----- Information shown -----
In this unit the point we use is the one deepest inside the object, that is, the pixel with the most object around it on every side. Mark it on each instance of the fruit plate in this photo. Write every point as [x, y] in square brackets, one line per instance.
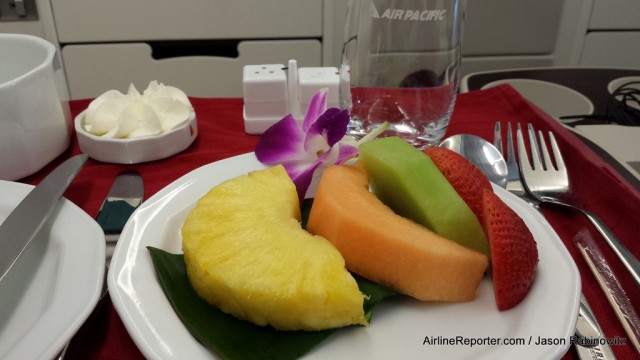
[538, 328]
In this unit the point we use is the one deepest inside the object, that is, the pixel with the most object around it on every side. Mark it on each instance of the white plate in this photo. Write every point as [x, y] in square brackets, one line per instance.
[556, 100]
[398, 328]
[55, 284]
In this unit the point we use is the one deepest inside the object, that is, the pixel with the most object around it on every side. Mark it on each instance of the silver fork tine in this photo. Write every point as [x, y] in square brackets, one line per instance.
[514, 184]
[497, 136]
[556, 153]
[525, 164]
[533, 144]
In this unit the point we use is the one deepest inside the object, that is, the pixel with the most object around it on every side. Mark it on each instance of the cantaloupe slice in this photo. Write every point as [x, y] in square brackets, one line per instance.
[387, 248]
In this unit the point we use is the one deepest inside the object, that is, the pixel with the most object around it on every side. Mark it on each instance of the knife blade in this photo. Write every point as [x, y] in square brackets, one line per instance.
[26, 220]
[124, 197]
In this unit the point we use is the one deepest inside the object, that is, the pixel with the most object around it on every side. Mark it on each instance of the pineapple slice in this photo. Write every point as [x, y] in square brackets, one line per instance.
[246, 253]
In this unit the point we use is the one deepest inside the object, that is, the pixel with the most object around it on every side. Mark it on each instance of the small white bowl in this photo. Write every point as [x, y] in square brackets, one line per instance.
[136, 150]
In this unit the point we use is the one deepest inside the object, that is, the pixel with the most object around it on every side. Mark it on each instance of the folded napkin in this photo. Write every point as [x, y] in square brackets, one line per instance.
[595, 184]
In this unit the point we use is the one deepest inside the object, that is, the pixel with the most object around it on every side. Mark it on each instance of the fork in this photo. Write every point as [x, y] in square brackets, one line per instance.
[516, 187]
[549, 185]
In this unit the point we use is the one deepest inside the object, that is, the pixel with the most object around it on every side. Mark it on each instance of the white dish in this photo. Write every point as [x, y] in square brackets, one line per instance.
[556, 100]
[617, 83]
[55, 284]
[398, 327]
[136, 150]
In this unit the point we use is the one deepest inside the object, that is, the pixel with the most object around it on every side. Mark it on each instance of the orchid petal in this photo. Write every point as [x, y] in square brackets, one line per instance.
[331, 125]
[282, 142]
[301, 175]
[317, 107]
[345, 151]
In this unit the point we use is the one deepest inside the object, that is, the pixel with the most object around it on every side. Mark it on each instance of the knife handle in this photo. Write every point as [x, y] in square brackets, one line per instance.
[114, 215]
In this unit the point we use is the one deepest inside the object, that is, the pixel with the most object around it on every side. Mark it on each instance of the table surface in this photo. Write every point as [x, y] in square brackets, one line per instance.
[590, 82]
[221, 135]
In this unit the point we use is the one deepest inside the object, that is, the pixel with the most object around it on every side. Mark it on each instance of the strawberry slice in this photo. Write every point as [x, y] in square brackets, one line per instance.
[514, 253]
[466, 178]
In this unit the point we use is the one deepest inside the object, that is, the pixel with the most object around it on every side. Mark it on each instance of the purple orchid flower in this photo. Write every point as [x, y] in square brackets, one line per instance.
[302, 150]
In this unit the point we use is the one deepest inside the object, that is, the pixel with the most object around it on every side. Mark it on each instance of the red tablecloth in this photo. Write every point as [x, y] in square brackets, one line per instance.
[596, 185]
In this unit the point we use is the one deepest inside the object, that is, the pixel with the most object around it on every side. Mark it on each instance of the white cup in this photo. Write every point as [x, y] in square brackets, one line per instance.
[401, 64]
[35, 120]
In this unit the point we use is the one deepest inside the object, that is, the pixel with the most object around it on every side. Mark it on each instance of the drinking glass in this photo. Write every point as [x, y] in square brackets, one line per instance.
[401, 65]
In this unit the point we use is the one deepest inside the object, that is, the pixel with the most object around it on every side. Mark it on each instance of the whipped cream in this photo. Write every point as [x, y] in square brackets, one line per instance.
[157, 110]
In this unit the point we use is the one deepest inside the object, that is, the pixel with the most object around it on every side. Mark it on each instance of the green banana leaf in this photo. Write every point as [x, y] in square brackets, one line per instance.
[230, 337]
[235, 339]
-----
— Exercise aim —
Starting at the line that contains "of the strawberry", reproduce each line through the end of the records exactly, both ends included.

— Response area —
In this unit the point we use is the one deepest inside the object, that is, the pixel with the most object around it on every side. Mark it on each instance of the strawberry slice in this photo. Write every point as [x, y] in square brackets, one line per instance.
[514, 253]
[466, 178]
In this unit the point we use is the one deepest inside the object, that is, the pixel with the most object around it on every side. Mark it on each instance of the purple orchid flower in this photo. Write every point as [x, y] in square brackets, one line per instance.
[302, 150]
In this unit the point we use is the one deepest inside the object, that is, the pixel with the most object around it on every side. Mark it on each instance of the red tablecloth in this photo. Write every point as [x, y] in square brackets, one line per instance.
[596, 185]
In this unit the point we use is the one deepest inside the object, that is, the pixel with the most object around it on every side. Mark it on each instance of the white cup in this photo. Write every point as [x, y] in square brackets, one line per instance.
[401, 64]
[35, 120]
In this unit the point we use is the one deepest inside the object, that is, the pixel with the most object around it on every side. Mark it on each instance of the drinking glass in this photo. Write every point as [x, y] in square brackets, one line per instance.
[401, 65]
In this unit the point we use is the one deepest inside the object, that is, the pixel with the most object around it on every side. Mark it on each instance of the whipped cream in this photo. Write every point as [x, y] in square brackets, one line per instance.
[157, 110]
In this unit the point we use is the one deepest inside the object, that is, the pixel with the most object around it on every side. Mark it on each instance of the green banana leaf in this photo. Write every point as [x, y] in square brackets, one line per instance.
[230, 337]
[235, 339]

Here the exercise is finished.